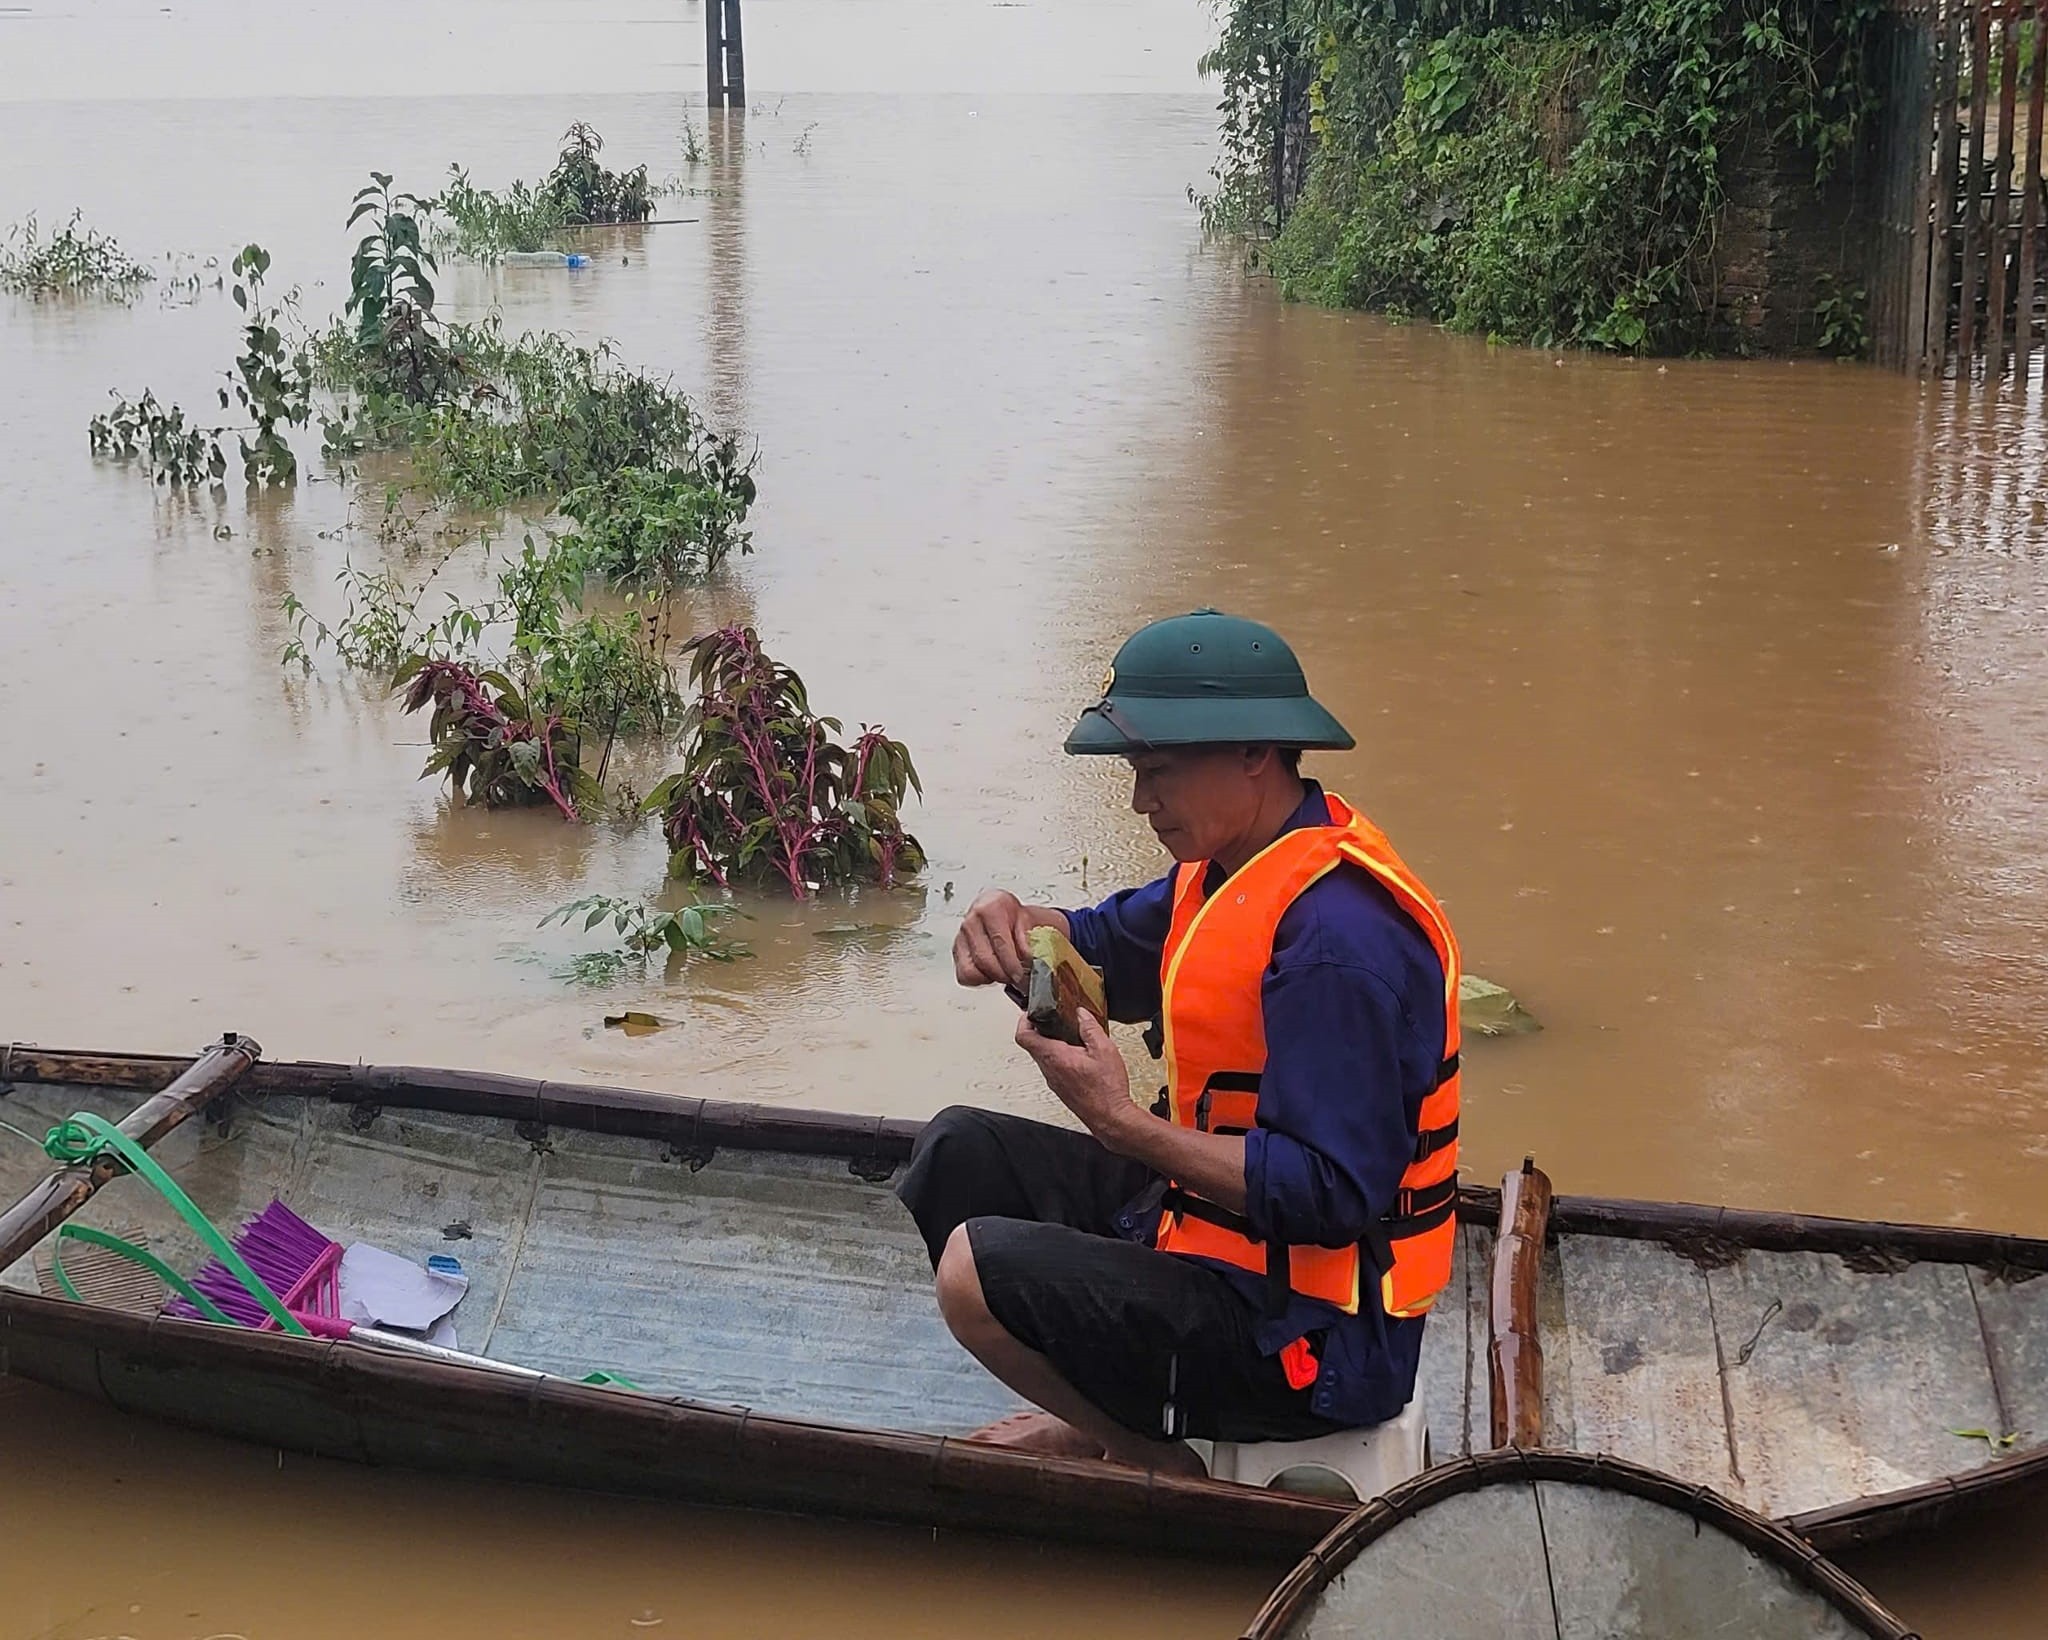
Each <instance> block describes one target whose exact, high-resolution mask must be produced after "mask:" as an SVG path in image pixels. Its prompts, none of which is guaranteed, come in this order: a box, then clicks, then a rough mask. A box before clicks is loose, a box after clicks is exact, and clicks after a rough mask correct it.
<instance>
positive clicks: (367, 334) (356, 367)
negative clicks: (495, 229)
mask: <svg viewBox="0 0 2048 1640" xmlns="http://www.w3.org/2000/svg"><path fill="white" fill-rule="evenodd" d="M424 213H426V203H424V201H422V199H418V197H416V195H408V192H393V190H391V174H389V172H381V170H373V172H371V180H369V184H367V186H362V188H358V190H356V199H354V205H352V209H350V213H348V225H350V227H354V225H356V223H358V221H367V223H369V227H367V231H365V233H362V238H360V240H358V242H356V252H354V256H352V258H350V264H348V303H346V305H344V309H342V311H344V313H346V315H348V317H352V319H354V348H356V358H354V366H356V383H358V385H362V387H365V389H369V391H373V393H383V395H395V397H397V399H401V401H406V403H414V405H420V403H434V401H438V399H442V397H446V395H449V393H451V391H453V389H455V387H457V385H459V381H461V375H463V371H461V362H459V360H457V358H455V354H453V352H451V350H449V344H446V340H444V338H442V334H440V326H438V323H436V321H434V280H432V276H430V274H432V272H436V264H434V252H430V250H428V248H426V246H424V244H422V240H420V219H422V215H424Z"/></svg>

* Task details:
Read through the listing and copy each line in which the word "instance" occurs.

* The completed task:
Each <instance> block describes one target whose exact, high-resolution mask must be produced after "mask:" as an SVG path in image pixels. Its prompts, none of which is guaranteed, come in this order: a box, then clicks, then a rough mask. A box before clicks is loose, a box after clicks is exact, and clicks after a rough mask correct it.
<instance>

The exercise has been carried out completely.